*** Entries supplied Section Begins ***
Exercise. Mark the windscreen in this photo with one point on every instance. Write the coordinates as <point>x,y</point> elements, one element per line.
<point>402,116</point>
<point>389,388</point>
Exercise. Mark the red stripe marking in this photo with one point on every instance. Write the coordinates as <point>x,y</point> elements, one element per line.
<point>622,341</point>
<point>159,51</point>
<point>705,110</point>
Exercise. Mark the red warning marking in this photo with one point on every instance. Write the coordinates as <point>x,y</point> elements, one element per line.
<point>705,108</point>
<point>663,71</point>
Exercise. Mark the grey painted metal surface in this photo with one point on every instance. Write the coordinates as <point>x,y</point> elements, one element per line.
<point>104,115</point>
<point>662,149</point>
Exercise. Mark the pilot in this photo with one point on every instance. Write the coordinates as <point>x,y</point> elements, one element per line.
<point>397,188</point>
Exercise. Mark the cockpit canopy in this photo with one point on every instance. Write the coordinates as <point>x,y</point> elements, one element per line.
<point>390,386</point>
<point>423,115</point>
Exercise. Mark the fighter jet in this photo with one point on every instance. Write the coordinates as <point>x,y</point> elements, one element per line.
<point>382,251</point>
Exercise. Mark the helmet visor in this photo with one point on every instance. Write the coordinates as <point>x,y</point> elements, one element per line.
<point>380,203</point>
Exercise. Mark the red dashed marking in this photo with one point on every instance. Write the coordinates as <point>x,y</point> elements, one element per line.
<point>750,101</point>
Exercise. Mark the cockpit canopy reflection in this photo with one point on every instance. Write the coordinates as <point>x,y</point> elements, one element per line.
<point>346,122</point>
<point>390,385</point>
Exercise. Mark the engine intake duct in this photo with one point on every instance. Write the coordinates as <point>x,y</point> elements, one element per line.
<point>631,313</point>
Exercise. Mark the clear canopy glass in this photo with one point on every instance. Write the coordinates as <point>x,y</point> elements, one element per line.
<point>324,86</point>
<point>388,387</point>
*** Entries supplied Section Ends ***
* Instructions to follow *
Output all of the material exactly as written.

* Response area *
Exercise. Mark the windscreen in this photo with one point on every instance. Write the coordinates as <point>x,y</point> elements, one element per line.
<point>402,116</point>
<point>389,388</point>
Exercise. Mark the red stripe marking in this photo with one point on every instance. Write the coordinates as <point>x,y</point> elements, one element per line.
<point>622,341</point>
<point>159,51</point>
<point>705,110</point>
Exercise. Mark the red warning marking in this photo with one point on every instance. Write the coordinates as <point>x,y</point> elements, one element per line.
<point>705,108</point>
<point>663,71</point>
Exercise. Mark the grey painted metal surface in this photo with one point on every instance. Write the coordinates as <point>x,y</point> elements, one element per line.
<point>104,115</point>
<point>662,149</point>
Exercise. Mark the pilot in this photo with one point on every instance. Write the coordinates as <point>x,y</point> elements, one element per line.
<point>397,188</point>
Exercise. Mark the cockpit canopy in this photo with one point on every instance. Write the coordinates as <point>x,y</point> elements, one element per line.
<point>390,386</point>
<point>423,115</point>
Exercise. Mark the fighter jet in this photo with one point on every instance. Write the coordinates as <point>x,y</point> elements, one element per line.
<point>382,251</point>
Exercise. Mark the helmet visor in this photo with one point on every instance. Write the coordinates as <point>x,y</point> elements, one element per line.
<point>380,203</point>
Exercise. Mark the red dashed marking in this photo with one point on every instance. Write the coordinates as <point>x,y</point> elements, one element per line.
<point>750,101</point>
Exercise. Mark the cockpit canopy reflection in this photo with one point on every instance. Write the coordinates as <point>x,y</point> elements, one element per line.
<point>346,122</point>
<point>390,385</point>
Exercise. Mark the engine intake duct in this photo with one point on every instance. Write the coordinates as <point>x,y</point> elements, one element per line.
<point>631,313</point>
Exercise. Mark the clear canopy glass in this photo with one point on every instance. Write the coordinates as <point>x,y</point> elements, one element per line.
<point>324,86</point>
<point>388,387</point>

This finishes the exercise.